What is required
Every line in the entries where "ordered" is found should be copied.

Records for this exercise

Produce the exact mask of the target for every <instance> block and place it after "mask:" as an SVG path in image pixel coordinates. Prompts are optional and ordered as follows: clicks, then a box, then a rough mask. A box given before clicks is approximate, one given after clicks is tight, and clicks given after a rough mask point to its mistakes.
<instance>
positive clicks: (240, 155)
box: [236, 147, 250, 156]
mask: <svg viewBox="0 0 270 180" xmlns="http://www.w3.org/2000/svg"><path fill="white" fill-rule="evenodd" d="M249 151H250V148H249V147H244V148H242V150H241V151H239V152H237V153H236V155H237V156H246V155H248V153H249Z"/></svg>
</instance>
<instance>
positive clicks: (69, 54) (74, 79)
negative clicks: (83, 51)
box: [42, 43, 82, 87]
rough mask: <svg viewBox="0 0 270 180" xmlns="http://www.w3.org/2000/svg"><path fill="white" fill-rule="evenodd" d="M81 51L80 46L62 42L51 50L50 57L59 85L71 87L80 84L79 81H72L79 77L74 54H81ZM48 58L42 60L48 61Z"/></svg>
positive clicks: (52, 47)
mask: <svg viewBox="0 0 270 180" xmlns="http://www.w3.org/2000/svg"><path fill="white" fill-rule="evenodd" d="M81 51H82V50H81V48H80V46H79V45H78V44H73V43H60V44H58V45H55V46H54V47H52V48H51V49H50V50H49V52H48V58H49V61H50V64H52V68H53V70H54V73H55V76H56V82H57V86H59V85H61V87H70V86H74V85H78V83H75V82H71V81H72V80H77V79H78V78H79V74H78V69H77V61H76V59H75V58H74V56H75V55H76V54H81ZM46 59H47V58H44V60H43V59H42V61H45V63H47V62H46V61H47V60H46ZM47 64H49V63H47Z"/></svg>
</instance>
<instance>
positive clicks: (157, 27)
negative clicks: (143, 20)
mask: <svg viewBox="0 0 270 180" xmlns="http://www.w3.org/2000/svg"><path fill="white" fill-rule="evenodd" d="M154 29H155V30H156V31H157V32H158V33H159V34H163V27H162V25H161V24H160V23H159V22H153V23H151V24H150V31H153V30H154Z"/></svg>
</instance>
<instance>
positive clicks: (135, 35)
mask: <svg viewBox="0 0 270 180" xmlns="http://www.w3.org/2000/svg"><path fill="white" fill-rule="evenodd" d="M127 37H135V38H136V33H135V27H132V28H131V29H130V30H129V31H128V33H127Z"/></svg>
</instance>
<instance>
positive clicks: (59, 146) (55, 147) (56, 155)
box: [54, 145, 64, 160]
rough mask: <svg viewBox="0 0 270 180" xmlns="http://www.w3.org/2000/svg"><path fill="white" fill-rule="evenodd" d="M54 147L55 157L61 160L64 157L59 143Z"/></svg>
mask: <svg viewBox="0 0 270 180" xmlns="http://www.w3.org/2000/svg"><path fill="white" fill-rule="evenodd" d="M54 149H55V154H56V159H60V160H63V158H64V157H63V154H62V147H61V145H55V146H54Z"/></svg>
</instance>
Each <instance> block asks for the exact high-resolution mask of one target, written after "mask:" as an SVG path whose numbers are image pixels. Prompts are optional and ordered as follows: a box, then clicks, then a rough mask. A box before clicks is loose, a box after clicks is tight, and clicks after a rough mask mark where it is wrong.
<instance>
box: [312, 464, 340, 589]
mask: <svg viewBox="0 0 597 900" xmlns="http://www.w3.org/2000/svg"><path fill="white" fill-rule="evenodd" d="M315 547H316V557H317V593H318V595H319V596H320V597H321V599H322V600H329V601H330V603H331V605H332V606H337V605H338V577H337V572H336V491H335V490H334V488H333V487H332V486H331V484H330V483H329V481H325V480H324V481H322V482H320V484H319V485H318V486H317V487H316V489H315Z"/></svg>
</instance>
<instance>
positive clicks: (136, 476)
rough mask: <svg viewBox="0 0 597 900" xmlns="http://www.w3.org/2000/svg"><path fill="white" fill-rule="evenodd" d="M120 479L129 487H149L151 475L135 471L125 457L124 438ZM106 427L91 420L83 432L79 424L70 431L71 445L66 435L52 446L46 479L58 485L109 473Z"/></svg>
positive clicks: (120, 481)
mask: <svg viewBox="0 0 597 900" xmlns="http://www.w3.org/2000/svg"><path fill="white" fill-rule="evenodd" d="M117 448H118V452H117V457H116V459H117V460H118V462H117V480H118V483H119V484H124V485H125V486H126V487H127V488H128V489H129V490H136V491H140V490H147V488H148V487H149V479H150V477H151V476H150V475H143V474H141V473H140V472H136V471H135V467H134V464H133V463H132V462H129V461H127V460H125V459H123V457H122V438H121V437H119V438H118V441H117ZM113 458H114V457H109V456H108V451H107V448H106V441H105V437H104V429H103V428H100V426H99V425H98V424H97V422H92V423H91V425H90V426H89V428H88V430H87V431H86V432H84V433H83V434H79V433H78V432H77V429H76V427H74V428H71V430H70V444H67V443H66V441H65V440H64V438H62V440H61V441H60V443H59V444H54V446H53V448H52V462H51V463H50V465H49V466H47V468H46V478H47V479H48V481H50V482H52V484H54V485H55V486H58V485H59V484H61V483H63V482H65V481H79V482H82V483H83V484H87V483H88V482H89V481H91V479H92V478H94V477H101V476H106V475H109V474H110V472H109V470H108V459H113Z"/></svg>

Exercise response
Produce the exact mask of the target for every <instance> block and place it after "mask:" as an SVG path in image pixel coordinates. Prompts are optional and ordered as follows: clicks, then a box, then a rough mask. A box given before clicks is approximate, one given after clicks is tight, and clicks given after a rough mask point to its mistakes.
Each <instance> block asks for the exact high-resolution mask of one target, written after "mask:" as an SVG path whose numbers are image pixels. Prompts are optional and ordered as follows: a box, then clicks, then a rough mask. A box before clicks is loose, a box after clicks is tight, and clicks after a rough mask mark where it is wrong.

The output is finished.